### Task inputs
--------------------------------
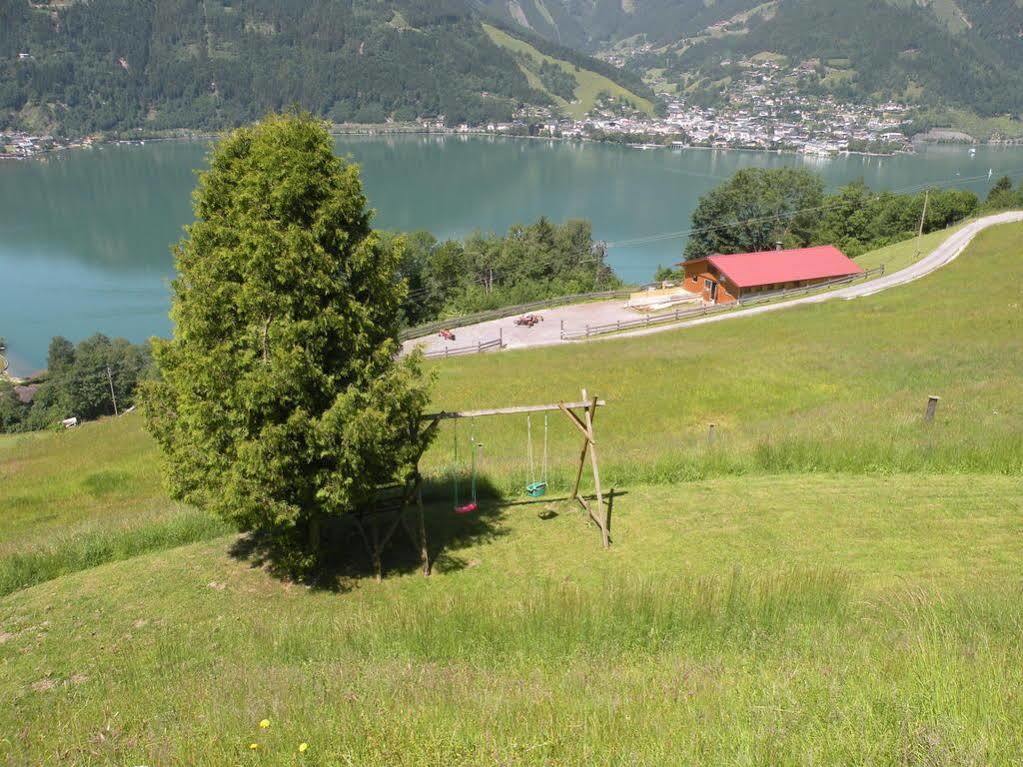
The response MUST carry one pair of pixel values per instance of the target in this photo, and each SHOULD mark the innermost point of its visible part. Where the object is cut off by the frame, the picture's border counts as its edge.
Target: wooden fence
(471, 319)
(477, 348)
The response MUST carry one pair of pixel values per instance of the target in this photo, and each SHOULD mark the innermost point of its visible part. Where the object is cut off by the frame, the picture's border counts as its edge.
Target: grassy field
(588, 84)
(832, 582)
--------------------------------
Skipping all images, print the data above a second time exactly.

The response MUST carry one pair of pixel values per instance of the target in this photo, and each SHOULD mark the innermost point of its visible part. Where the object is cut off by the frame, the picture's border counts as its edge.
Target: wooden fence
(471, 319)
(477, 348)
The response MUST carry one pair of pixel values per instance of the target in this photo, and each SHOULD mark the innermost point of its visible part. Where the object is cut off by the frame, the picture's border counts as its edge.
Target: grassy field
(588, 84)
(832, 582)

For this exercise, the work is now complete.